- **Stated goal 1**:
Do these statements agree with the essay on Nigerian public universities below? Answer yes or no for each and quote the words of the essay that decide it. (a) The author holds that the remedy for what is criticized is often already contained in the criticism. (b) The author prefers examples drawn from America. (c) The author plans to tell stories from three Nigerian universities.

○ ○ ○ ○

By Moses E. Ochonu
In a recent essay published in Premium Times and on this forum, I discussed the ills of the Nigerian public university sector. At least two respondents, while agreeing with my assessment, have demanded that I proffer remedies.
That response is a copout that I’ve now come to expect whenever I critique the failings of any public institution or personality in Nigeria.
What those who make such demands do not realize is that the solution or remedy to what is being criticized is already often embedded in the criticism. For instance, when I criticize the use of nepotistic and ethno-religious preference in recruiting university academic staff, the implied solution is to do away with such practices and establish professional metrics and criteria for all academic staff hiring.
But I understand that sometimes it is not enough to highlight the problem and its implied solutions. In some cases, the most powerful remedy is the power of example. It is in showing that an alternative path is possible and that that path is already being taken by someone somewhere.
Whenever possible, I prefer to use examples of such possibilities to flesh out my critique. Examples work best when they are from the Nigerian context, not from America, whose higher education system differs in several respects from the Nigerian one.
In that spirit of highlighting and celebrating exemplary conducts that are aberrations but that nonetheless demonstrate alternative possibilities for other universities to emulate, I will start this reflection by narrating stories from two Nigerian universities that are trying to deal with the two intertwined issues of poor ethics and primordial preferences in recruitment.

○ ○ ○ ○

- **Stated goal 2**:
Can you rewrite the records from the line that has "of the purple" through the end of the records, swapping "photograph" for "image" and changing nothing else? Leave the pictures out.

○ ○ ○ ○

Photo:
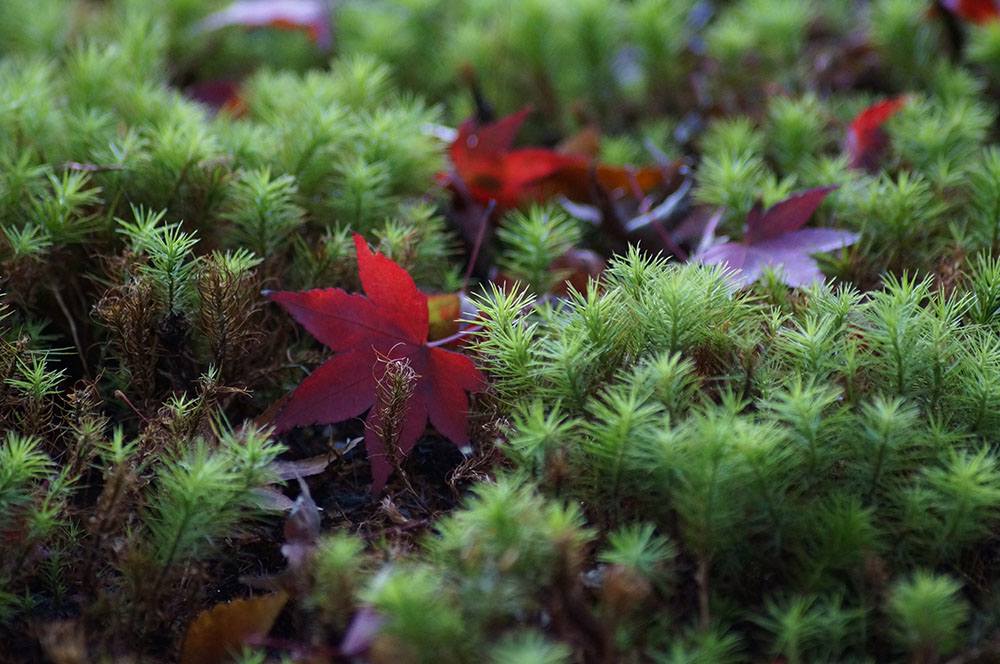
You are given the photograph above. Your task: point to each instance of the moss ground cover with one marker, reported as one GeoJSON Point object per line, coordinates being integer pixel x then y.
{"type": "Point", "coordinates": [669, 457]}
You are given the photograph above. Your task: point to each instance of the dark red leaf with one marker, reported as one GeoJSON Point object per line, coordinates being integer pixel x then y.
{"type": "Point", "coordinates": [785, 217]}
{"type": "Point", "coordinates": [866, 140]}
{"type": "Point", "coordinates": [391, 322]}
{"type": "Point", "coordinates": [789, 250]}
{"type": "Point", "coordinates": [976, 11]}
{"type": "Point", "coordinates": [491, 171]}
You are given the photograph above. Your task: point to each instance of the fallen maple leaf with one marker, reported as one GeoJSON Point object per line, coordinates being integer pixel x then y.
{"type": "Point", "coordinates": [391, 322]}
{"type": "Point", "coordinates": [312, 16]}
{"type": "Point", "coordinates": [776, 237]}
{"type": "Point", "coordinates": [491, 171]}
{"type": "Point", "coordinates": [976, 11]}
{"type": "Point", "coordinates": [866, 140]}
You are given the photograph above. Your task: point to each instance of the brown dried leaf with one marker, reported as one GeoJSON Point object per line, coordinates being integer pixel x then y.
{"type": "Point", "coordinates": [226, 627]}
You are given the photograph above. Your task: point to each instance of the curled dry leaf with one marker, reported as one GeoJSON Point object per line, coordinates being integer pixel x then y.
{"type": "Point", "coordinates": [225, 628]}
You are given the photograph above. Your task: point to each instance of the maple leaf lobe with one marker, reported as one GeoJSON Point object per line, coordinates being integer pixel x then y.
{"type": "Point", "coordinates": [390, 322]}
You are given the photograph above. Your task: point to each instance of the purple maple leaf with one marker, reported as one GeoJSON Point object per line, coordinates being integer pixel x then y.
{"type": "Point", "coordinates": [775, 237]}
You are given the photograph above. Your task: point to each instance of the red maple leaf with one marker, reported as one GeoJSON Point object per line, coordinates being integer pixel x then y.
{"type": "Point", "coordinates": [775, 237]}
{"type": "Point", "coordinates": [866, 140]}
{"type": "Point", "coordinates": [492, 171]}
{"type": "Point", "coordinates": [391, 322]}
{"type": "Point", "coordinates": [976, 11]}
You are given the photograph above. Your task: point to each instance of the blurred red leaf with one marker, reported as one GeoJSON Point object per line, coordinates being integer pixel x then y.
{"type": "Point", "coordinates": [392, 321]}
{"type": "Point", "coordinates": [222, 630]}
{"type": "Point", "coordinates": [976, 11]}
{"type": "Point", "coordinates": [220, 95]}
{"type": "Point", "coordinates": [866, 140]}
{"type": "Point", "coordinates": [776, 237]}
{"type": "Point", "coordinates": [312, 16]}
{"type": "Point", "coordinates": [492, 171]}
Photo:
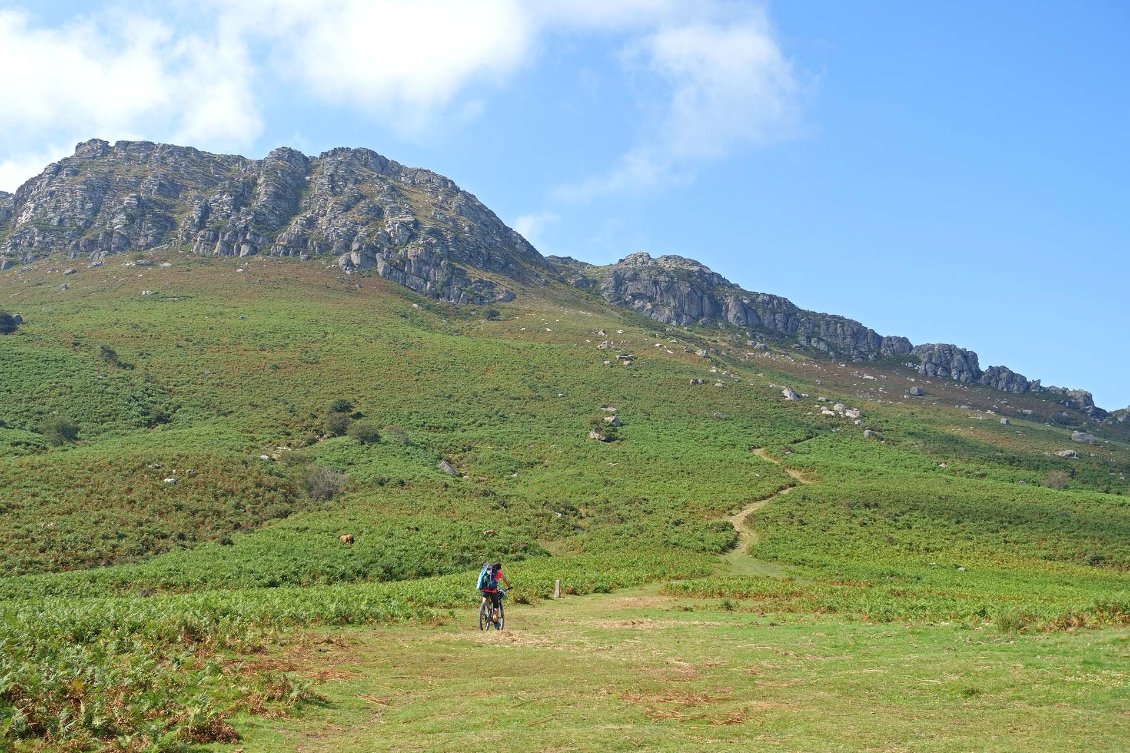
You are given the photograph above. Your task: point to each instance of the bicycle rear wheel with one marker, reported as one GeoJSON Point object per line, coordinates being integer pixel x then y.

○ ○ ○ ○

- **Exercise result 1**:
(a) Yes: "the solution or remedy to what is being criticized is already often embedded in the criticism."
(b) No: "Examples work best when they are from the Nigerian context, not from America"
(c) No: "I will start this reflection by narrating stories from two Nigerian universities"

- **Exercise result 2**:
You are given the image above. Your task: point to each instance of the purple maple leaf with one marker, reported as one GeoJSON Point object per line, coordinates being integer pixel x then y.
{"type": "Point", "coordinates": [775, 237]}
You are given the image above. Your task: point to each instance of the red maple leaf with one marker, reported as one GeoJSON Point object per line, coordinates being integer pixel x then y.
{"type": "Point", "coordinates": [775, 237]}
{"type": "Point", "coordinates": [866, 140]}
{"type": "Point", "coordinates": [492, 171]}
{"type": "Point", "coordinates": [391, 322]}
{"type": "Point", "coordinates": [976, 11]}
You are given the image above. Your task: point to each instance of the blurred red leaf with one marker, reported as one GeoJSON Point object per line, coordinates being integer pixel x then y.
{"type": "Point", "coordinates": [392, 321]}
{"type": "Point", "coordinates": [222, 630]}
{"type": "Point", "coordinates": [976, 11]}
{"type": "Point", "coordinates": [220, 95]}
{"type": "Point", "coordinates": [866, 140]}
{"type": "Point", "coordinates": [776, 237]}
{"type": "Point", "coordinates": [312, 16]}
{"type": "Point", "coordinates": [492, 171]}
Photo:
You are given the image above. Your task: point to each instance of the bicycle rear wheel with one marker, reported as one GeoJSON Point object per line, coordinates being integer pixel x then y.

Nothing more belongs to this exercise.